In the listing below, find every line that contains the word "target" and copy each of those lines.

===== Information provided =====

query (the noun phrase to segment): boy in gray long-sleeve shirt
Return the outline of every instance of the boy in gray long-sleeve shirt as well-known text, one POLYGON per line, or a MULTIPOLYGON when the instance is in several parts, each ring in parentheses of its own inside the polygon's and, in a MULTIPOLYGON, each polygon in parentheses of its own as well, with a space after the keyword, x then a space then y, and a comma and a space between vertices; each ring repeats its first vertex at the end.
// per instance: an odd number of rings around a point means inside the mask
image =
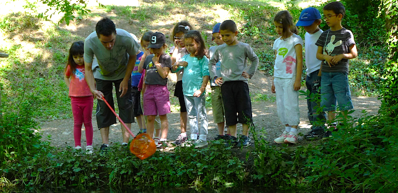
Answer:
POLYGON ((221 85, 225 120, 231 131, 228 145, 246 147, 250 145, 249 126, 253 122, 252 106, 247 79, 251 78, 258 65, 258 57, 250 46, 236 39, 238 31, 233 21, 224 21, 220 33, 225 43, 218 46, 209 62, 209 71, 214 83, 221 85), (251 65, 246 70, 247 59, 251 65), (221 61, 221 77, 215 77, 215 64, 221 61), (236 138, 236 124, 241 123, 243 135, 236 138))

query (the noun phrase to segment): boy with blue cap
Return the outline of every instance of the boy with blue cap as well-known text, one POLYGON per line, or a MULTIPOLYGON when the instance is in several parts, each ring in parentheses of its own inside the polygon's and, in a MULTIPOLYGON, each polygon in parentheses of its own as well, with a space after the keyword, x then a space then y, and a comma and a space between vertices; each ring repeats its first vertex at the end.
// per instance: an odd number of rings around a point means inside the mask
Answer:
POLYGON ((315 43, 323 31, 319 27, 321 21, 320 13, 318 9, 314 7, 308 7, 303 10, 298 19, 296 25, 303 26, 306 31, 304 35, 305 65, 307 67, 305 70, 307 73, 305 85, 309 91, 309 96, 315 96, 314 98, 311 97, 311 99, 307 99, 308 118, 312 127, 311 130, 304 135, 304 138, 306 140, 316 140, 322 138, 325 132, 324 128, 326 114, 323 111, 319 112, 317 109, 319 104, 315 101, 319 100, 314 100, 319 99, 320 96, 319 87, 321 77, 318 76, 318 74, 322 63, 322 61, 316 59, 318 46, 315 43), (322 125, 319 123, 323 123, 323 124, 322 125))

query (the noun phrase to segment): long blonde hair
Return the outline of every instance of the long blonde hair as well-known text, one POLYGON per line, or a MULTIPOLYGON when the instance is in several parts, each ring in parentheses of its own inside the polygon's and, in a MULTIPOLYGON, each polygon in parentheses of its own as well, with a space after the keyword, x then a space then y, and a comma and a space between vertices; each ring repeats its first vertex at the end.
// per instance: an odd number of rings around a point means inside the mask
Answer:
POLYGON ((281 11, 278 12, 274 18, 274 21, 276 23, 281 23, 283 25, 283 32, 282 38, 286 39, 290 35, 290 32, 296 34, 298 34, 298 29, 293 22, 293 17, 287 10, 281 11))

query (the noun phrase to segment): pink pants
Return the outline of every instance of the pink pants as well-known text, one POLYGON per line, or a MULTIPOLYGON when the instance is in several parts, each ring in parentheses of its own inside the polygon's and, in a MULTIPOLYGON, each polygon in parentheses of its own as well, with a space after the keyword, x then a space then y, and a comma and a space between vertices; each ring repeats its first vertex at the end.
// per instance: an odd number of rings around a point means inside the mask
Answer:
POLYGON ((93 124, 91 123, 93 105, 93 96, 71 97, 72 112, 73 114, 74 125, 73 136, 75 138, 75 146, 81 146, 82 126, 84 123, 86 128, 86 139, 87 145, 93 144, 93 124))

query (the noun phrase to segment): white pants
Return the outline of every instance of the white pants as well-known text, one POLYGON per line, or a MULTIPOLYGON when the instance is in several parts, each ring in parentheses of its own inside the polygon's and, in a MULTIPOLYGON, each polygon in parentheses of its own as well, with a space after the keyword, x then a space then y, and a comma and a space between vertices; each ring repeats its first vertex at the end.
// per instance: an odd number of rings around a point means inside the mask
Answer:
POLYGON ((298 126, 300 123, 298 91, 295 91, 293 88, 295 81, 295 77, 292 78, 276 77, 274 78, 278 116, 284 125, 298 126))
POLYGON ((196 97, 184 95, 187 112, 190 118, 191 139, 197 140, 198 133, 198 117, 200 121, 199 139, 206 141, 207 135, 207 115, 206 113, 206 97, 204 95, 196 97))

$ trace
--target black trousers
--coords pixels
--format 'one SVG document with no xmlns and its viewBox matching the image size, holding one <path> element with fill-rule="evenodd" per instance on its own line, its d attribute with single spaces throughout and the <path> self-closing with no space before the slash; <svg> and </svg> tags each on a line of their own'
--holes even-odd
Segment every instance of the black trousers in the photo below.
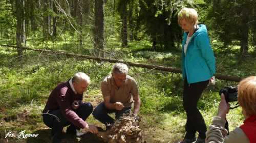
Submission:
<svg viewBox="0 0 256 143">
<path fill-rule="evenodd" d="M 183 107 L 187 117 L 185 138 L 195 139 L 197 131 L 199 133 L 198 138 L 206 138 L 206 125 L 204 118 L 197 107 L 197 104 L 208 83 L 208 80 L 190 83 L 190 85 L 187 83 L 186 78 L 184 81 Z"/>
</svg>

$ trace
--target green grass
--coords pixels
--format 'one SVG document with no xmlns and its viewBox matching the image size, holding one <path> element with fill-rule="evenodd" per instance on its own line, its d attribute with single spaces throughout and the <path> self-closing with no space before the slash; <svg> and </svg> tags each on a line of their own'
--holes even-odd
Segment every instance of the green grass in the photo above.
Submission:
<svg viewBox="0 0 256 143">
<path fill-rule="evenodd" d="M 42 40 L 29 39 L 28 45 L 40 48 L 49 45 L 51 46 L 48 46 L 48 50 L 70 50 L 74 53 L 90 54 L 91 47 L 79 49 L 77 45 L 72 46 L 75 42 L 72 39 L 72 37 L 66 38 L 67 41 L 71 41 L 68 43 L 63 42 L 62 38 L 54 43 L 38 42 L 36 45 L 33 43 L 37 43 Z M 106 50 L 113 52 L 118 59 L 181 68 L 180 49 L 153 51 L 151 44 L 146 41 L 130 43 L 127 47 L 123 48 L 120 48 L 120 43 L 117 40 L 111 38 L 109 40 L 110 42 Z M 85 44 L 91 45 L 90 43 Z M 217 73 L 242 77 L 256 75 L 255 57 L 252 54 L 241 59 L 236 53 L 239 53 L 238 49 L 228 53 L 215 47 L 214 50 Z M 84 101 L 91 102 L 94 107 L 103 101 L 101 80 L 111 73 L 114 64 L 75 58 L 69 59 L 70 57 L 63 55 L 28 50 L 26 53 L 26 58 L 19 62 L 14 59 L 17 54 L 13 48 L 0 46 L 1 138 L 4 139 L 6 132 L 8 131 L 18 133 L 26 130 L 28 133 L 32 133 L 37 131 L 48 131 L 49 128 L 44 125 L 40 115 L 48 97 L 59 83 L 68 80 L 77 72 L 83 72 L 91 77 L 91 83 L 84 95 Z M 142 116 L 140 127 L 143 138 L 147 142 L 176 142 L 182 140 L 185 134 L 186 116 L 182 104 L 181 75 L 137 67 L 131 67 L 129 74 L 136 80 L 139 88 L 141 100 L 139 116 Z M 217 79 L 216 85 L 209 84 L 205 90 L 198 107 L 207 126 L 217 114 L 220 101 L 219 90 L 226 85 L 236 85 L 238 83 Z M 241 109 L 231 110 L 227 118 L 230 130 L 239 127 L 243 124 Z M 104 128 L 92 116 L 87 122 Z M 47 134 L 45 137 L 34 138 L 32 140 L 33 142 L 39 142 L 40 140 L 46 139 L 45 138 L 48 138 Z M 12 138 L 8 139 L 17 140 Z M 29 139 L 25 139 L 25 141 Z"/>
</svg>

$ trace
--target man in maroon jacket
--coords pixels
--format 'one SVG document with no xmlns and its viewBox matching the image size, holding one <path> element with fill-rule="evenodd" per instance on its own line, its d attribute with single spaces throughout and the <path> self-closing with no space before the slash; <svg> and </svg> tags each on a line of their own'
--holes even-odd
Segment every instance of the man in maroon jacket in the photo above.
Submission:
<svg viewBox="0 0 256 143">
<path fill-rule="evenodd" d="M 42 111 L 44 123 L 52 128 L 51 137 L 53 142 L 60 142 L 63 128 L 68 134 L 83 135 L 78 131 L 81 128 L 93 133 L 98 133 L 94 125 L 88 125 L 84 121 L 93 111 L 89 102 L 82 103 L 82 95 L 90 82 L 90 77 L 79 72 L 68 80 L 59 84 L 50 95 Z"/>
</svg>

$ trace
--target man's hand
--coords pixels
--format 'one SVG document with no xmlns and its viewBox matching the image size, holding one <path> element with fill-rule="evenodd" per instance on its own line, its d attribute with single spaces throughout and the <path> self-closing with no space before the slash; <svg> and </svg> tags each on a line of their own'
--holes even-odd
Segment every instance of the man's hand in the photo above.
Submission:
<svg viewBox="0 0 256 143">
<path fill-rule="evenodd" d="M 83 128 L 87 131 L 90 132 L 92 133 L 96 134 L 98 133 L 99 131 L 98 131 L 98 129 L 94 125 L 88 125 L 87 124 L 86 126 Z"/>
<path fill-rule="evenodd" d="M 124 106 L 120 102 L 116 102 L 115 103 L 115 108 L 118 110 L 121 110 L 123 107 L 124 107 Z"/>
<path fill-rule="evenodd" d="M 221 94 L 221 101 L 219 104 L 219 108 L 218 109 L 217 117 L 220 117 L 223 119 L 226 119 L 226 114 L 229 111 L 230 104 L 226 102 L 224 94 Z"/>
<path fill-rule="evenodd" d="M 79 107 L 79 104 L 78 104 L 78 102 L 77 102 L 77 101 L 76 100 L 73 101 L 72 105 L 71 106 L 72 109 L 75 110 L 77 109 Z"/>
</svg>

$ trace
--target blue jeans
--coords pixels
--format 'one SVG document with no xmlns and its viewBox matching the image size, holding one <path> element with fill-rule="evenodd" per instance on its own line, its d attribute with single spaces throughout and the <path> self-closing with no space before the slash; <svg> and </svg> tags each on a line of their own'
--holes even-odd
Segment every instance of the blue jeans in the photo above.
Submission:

=====

Result of the exercise -
--target black trousers
--target green grass
--target man in maroon jacket
--target man's hand
--target blue jeans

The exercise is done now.